> Activity
Each entry is to be output as written, so that none is missing.

> Exercise inputs
--*--

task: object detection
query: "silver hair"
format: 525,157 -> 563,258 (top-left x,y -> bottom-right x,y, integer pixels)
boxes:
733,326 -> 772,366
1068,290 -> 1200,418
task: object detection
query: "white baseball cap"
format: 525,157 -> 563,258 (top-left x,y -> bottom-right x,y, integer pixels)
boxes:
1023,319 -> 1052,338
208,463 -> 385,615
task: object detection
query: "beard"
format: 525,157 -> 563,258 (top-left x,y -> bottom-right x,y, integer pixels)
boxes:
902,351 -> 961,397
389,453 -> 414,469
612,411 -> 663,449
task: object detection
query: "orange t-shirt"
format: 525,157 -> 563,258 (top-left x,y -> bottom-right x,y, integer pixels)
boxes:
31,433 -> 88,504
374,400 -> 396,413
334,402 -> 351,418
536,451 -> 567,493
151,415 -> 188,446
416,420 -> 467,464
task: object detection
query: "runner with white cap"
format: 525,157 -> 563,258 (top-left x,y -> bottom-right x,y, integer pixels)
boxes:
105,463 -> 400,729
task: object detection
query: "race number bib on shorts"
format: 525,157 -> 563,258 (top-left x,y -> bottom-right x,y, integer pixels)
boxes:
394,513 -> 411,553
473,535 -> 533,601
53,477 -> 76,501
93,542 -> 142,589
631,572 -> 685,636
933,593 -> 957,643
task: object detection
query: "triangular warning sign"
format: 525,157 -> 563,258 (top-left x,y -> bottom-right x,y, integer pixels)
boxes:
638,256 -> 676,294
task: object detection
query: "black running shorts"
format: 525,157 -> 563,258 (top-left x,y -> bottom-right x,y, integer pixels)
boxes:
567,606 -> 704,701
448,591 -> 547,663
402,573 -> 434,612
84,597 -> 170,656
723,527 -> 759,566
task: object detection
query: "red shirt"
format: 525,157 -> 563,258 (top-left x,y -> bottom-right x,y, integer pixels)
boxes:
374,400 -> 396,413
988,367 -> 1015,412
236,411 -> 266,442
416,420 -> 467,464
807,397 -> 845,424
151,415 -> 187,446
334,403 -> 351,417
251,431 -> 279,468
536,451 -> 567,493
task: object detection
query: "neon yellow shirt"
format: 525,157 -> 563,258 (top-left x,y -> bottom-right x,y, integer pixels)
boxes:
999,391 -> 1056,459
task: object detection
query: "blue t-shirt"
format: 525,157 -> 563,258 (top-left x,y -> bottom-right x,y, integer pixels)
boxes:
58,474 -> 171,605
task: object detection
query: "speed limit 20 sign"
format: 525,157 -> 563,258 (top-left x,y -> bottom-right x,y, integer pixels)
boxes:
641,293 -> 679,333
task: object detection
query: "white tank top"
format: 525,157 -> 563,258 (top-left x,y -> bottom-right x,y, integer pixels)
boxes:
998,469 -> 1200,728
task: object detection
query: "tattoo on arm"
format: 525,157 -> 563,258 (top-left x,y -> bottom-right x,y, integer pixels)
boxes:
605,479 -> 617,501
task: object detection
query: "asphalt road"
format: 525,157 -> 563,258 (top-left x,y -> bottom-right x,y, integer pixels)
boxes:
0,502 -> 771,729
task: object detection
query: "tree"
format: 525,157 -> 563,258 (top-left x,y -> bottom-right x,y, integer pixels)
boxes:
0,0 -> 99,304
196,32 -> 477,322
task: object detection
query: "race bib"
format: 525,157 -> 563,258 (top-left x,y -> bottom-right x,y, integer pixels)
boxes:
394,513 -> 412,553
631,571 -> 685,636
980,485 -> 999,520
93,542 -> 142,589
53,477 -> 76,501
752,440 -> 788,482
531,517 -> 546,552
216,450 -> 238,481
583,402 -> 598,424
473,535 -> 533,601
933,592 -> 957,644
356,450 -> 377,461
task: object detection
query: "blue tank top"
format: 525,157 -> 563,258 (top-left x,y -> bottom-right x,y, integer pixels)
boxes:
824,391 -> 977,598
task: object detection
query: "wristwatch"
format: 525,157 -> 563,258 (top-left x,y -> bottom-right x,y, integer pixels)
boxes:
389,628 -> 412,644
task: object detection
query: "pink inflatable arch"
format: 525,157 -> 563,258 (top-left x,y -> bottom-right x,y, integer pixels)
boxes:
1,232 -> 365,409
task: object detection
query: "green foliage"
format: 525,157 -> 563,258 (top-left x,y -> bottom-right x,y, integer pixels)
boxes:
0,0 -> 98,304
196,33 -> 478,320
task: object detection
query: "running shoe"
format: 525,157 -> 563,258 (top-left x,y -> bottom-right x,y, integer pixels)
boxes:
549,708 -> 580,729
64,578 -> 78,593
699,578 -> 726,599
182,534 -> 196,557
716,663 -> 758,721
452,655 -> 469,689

--*--

> Task solution
task: object detection
query: "silver hair"
format: 525,157 -> 563,258 (top-left x,y -> bottom-right x,y, integer pixels)
boxes:
733,326 -> 772,366
1068,290 -> 1200,418
task: object detection
query: "white baseball cap"
format: 525,157 -> 563,258 (top-left x,y -> bottom-right x,y, integer pixels)
boxes:
1023,319 -> 1052,338
208,463 -> 385,615
task: object detection
query: "beard"
format: 525,157 -> 563,258 (top-left x,y -> bottom-right x,y, integer pixels)
boxes:
902,351 -> 961,397
389,453 -> 414,469
612,411 -> 663,449
task: object detection
query: "orange t-shirt"
format: 525,157 -> 563,258 (top-left x,y -> bottom-right x,y, integer pixels)
boxes:
31,433 -> 88,504
374,400 -> 396,413
334,402 -> 351,418
536,451 -> 567,493
151,415 -> 188,446
416,420 -> 467,464
task: object detection
query: "runner with white cap"
format: 525,157 -> 563,258 (top-left x,y -> bottom-right x,y, integer pixels)
boxes:
105,463 -> 400,729
task: object detection
query: "race number bib on shorts"
format: 525,157 -> 563,258 (top-left x,y -> bottom-right x,y, integer pixels)
boxes:
394,513 -> 411,553
473,535 -> 533,601
53,477 -> 76,501
93,542 -> 142,589
631,572 -> 685,636
933,593 -> 957,643
task: object detection
query: "triangular warning sign"
format: 525,157 -> 563,258 (top-left x,y -> bottom-right x,y, integer pixels)
boxes:
638,256 -> 676,294
task: object detection
query: "black running shorts"
format: 525,157 -> 563,258 (top-left x,y -> bottom-right x,y, integer pixels)
boxes:
567,606 -> 704,701
448,591 -> 547,663
402,573 -> 434,612
84,597 -> 170,656
723,527 -> 759,566
task: object detection
query: "red shirt"
format: 525,157 -> 563,258 (top-left x,y -> bottom-right x,y, integer pixels)
boxes:
374,400 -> 396,413
988,367 -> 1015,412
236,411 -> 266,442
416,420 -> 467,464
807,397 -> 845,424
151,415 -> 187,446
334,403 -> 351,417
251,431 -> 279,468
536,451 -> 567,493
task: object detection
query: "neon yellow shirt"
format: 525,157 -> 563,258 (top-left x,y -> bottom-right x,y, integer pixels)
boxes:
999,391 -> 1056,459
task: object detection
query: "blue t-shirt"
format: 525,157 -> 563,258 (top-left x,y -> bottom-right x,y, integer pixels)
boxes:
58,474 -> 171,605
task: object detection
query: "speed limit 20 sign"
format: 525,157 -> 563,258 (top-left x,y -> bottom-right x,y, integer pixels)
boxes:
641,293 -> 679,333
task: object detection
query: "white tank top"
format: 525,157 -> 563,258 (top-left x,y -> bottom-right x,y, integer pixels)
boxes:
998,469 -> 1200,728
task: object detection
query: "tattoo on arm"
format: 525,157 -> 563,258 (top-left x,y -> bottom-right x,y, integer pixels)
boxes:
605,479 -> 617,501
task: object detection
query: "asphalt road"
format: 525,157 -> 563,258 (top-left x,y -> bottom-right x,y, integer pixels)
boxes:
0,502 -> 771,729
task: object detection
query: "tree"
format: 525,157 -> 563,258 (top-left x,y -> bottom-right x,y, integer pixels)
boxes:
0,0 -> 99,304
196,32 -> 477,322
task: object detection
query: "race bib"
format: 525,157 -> 563,258 (top-left x,y -> bottom-right x,y, integer pixels)
boxes:
394,513 -> 412,553
631,571 -> 685,636
980,485 -> 999,520
93,542 -> 142,589
53,477 -> 76,501
752,440 -> 788,482
531,517 -> 546,552
216,450 -> 238,481
583,402 -> 598,424
473,535 -> 533,601
933,592 -> 957,644
356,450 -> 377,461
task: object detection
query: "blue tank top"
format: 525,157 -> 563,258 (top-left x,y -> bottom-right x,y, integer pixels)
boxes:
824,391 -> 977,598
task: object detection
query: "wristwatch"
format: 525,157 -> 563,258 (top-left x,y -> bottom-right x,y, integer pixels)
boxes:
389,628 -> 412,644
task: object detection
query: "pink inflatable arch"
format: 525,157 -> 563,258 (top-left x,y -> bottom-right x,y, integer pixels)
boxes:
1,232 -> 365,409
task: object detection
query: "green foliage"
format: 525,157 -> 563,258 (top-left x,y -> bottom-right x,y, integer pixels)
boxes:
0,0 -> 98,304
196,33 -> 478,320
task: object detection
query: "running shoe"
format: 525,157 -> 563,258 (top-left x,y -> bottom-right x,y, integer pixels)
boxes:
549,708 -> 580,729
64,578 -> 78,593
699,578 -> 726,599
182,534 -> 196,557
716,663 -> 758,721
452,655 -> 469,689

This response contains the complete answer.